__What is required__.
Compute how many lines in the records below contain the string "pixel" and give that number without other output.

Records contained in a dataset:
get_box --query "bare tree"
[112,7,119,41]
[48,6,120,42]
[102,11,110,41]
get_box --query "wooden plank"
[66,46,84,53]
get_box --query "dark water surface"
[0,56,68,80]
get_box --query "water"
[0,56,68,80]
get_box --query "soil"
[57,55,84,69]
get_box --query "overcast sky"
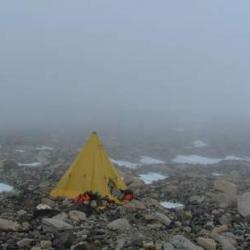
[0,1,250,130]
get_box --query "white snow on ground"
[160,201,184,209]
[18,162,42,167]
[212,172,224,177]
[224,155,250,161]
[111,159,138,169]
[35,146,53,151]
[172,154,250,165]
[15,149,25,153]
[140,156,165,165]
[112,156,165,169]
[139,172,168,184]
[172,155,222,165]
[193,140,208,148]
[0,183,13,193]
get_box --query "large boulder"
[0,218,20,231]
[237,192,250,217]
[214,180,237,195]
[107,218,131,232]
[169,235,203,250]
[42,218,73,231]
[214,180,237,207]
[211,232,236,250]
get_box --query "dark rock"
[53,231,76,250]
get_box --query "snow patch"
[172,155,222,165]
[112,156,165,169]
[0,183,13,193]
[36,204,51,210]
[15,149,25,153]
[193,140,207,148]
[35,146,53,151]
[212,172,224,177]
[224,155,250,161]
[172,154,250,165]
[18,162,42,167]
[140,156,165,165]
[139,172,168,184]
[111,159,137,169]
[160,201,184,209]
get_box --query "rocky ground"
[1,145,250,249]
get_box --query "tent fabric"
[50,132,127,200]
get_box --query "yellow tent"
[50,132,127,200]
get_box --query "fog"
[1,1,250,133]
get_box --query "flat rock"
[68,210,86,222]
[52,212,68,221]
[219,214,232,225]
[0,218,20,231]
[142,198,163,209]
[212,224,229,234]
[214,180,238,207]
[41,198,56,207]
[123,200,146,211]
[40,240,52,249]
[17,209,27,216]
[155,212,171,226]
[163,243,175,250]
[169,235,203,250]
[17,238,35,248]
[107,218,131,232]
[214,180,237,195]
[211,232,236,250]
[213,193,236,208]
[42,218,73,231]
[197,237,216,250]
...
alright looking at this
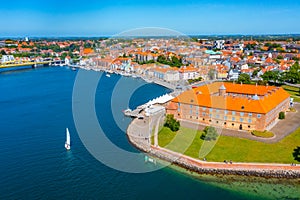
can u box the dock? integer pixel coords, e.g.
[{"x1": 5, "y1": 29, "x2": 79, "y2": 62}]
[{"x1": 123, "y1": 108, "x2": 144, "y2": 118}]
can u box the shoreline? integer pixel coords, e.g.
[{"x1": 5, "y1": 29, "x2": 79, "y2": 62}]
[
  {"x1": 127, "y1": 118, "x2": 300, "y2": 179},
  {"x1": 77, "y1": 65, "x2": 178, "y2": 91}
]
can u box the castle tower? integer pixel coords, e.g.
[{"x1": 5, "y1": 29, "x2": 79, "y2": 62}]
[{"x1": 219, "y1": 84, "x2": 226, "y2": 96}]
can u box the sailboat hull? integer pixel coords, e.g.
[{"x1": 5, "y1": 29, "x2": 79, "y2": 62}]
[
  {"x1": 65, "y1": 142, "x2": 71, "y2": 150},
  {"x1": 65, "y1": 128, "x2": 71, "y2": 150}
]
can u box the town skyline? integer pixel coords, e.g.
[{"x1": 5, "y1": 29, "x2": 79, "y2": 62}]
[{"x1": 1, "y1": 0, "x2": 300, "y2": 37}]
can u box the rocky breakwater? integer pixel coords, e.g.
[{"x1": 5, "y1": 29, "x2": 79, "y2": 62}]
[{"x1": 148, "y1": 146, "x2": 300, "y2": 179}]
---
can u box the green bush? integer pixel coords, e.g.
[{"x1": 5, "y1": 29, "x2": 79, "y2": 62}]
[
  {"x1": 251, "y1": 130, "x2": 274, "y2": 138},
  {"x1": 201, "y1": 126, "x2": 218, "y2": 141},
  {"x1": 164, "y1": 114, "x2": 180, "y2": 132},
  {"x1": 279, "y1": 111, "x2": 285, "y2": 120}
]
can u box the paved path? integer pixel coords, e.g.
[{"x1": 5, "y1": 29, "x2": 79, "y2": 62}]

__Solved exercise__.
8